=== INPUT ROWS ===

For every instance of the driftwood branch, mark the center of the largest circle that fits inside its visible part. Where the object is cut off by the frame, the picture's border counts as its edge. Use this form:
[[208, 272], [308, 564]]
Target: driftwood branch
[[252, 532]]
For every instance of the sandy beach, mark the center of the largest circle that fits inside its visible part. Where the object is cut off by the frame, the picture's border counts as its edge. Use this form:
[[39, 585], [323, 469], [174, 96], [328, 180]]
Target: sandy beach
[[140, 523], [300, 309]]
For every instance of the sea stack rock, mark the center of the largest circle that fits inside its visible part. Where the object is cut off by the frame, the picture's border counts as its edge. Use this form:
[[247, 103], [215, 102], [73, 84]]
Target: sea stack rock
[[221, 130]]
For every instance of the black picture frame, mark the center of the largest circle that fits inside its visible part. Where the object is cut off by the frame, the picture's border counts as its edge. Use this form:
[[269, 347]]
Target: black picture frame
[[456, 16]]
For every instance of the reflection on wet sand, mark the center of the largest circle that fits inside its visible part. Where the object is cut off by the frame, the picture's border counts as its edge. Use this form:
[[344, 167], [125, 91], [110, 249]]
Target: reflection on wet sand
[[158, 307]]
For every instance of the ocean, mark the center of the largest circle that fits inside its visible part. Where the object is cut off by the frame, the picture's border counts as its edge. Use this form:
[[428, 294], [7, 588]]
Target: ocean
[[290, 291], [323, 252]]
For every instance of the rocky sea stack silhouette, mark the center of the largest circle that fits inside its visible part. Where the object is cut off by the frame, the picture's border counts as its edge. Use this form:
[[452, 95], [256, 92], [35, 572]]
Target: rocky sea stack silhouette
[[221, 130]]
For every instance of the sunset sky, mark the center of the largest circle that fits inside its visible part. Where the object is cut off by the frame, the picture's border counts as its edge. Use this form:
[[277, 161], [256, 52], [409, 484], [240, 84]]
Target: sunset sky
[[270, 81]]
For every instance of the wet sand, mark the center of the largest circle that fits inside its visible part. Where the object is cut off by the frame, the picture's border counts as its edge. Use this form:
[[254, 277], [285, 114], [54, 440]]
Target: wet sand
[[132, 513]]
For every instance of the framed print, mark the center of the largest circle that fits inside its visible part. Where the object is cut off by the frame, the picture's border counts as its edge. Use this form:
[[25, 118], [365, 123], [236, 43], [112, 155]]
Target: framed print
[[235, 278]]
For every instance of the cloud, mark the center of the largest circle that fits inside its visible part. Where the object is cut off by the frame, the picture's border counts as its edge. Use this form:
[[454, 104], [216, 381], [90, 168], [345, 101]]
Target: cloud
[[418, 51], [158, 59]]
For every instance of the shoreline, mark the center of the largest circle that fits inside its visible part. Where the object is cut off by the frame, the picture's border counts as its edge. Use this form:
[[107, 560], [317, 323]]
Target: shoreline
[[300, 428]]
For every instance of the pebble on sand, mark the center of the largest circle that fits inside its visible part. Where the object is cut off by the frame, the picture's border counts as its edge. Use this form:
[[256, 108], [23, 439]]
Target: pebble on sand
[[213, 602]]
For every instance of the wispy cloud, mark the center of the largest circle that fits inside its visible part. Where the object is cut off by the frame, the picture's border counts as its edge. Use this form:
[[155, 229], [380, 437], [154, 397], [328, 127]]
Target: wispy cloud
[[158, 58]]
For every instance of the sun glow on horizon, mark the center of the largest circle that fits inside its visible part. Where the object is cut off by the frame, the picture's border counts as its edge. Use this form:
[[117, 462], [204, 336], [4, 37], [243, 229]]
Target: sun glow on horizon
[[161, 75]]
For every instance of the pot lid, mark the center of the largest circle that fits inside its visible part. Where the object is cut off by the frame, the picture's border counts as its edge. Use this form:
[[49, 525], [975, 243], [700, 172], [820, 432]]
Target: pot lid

===

### GIVEN TASK
Copy out all of the data above word for word, with no changes.

### TASK SOLUTION
For every instance of the driftwood branch, mark the center of the largest circle that fits inside its visible part. Where the object is cut off by the frame, the picture's border counts as its edge. Use this form:
[[208, 272], [308, 564]]
Target: driftwood branch
[[252, 532]]
For every instance of the sandy beach, mark the center of the largest circle that fits inside its visible part. Where the object is cut off by the frame, the picture's border counts as its edge. Use this form:
[[39, 585], [323, 469], [174, 96], [328, 180]]
Target: sandy beach
[[140, 523], [300, 309]]
For every instance of the sea stack rock, mark the center of the largest circle that fits inside its visible part. Where the object is cut off by the frame, the picture's border counts as its edge. Use this form:
[[247, 103], [215, 102], [73, 84]]
Target: sea stack rock
[[221, 130]]
For every instance of the black picture frame, mark the center of the largest circle that fits inside its visible part. Where the object is cut off by the frame, the picture's border counts as its edge. Use this form:
[[269, 347]]
Target: black picture frame
[[456, 16]]
For every instance of the reflection on wet sand, mark the center of the largest circle that fits inside its visible part. Where the object is cut off by the frame, the picture's border counts as its edge. Use this form:
[[344, 167], [125, 91], [110, 249]]
Target: reflection on wet sand
[[158, 307]]
For every instance of the ocean, mark the center of the largest circle that fits inside its visible part. Where the object is cut off by the frame, the picture's border counts as its edge. Use this form:
[[428, 294], [7, 588]]
Target: ocean
[[290, 291], [323, 252]]
For every instance of the rocky sea stack silhouette, mark the center of the largest circle that fits inside its visible part. Where the object is cut off by the frame, the picture's border counts as its edge. Use this form:
[[452, 95], [256, 92], [35, 572]]
Target: rocky sea stack silhouette
[[221, 130]]
For every instance of the sunset sky, mark the center of the largest circle that fits inside its visible part. Where the object is cut off by the frame, the picture's border counts as its edge. Use this form:
[[277, 161], [256, 52], [409, 484], [240, 84]]
Target: sunset sky
[[270, 81]]
For every instance of the wet sand, mark the center of the largest circle that fits inside its visible part. Where the object is cut off by the frame, the picture's border counts as its edge. Use this form:
[[254, 277], [285, 114], [54, 440]]
Target: wet sand
[[132, 513]]
For every instance of the framed print, mark the center of the largest circle that fits inside its visible part. Where the object is cut off by the frame, the picture's border counts as its edge. Use this form:
[[25, 118], [365, 123], [236, 43], [112, 155]]
Target: framed print
[[235, 278]]
For every instance of the cloud, mark the center of the largest circle that fits inside its visible part. Where the object is cut off by the frame, the picture's border counts as its edge. Use this form:
[[454, 104], [216, 381], [90, 168], [345, 101]]
Target: cloud
[[418, 51], [158, 59]]
For every instance of the shoreline, mark the center of the largest circle that fits inside its visible part. Where the object is cut off by the frame, the picture's border counts as its edge. Use this form:
[[107, 560], [317, 323]]
Target: shoreline
[[300, 428]]
For every instance of the pebble on sand, mark the center of the largest circle that fits inside its visible part. Where the object is cut off by the frame, the picture's border counts as its edge. Use this form:
[[256, 108], [23, 439]]
Target: pebble on sand
[[213, 602]]
For every instance of the wispy cloud, mark the center of the largest circle that fits inside its visible part. Where the object is cut off by the frame, the picture's border counts as its edge. Use this form:
[[155, 229], [380, 437], [154, 397], [328, 127]]
Target: wispy cloud
[[158, 58]]
For every instance of the sun glow on horizon, mark the center of the largest circle that fits inside its visible part. Where the object is cut off by the frame, the picture's border counts as its edge. Use this form:
[[117, 462], [204, 336], [4, 37], [243, 229]]
Target: sun glow on horizon
[[161, 75]]
For every instance of the pot lid, mark the center of the largest circle that fits inside its visible part. Where the object is cut off by the frame, the picture's border counts as its edge. Use this form:
[[49, 525], [975, 243], [700, 172], [820, 432]]
Target: pot lid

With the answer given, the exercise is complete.